(Dataset entries)

—————

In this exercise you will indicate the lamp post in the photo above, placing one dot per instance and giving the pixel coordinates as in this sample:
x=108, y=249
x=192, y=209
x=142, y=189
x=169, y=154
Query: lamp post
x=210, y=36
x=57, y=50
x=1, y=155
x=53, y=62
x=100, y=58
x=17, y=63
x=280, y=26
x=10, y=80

—————

Short exercise :: Please convert the material above into a JSON list of strings, one string for each line, leaving out any blank lines.

Task output ::
[
  "In this exercise you will indicate the lamp post in the photo above, placing one dot per instance and giving the pixel coordinates as in this sample:",
  "x=108, y=249",
  "x=192, y=209",
  "x=142, y=189",
  "x=169, y=154",
  "Query: lamp post",
  "x=210, y=36",
  "x=57, y=50",
  "x=1, y=155",
  "x=53, y=62",
  "x=100, y=58",
  "x=17, y=63",
  "x=280, y=26",
  "x=10, y=80"
]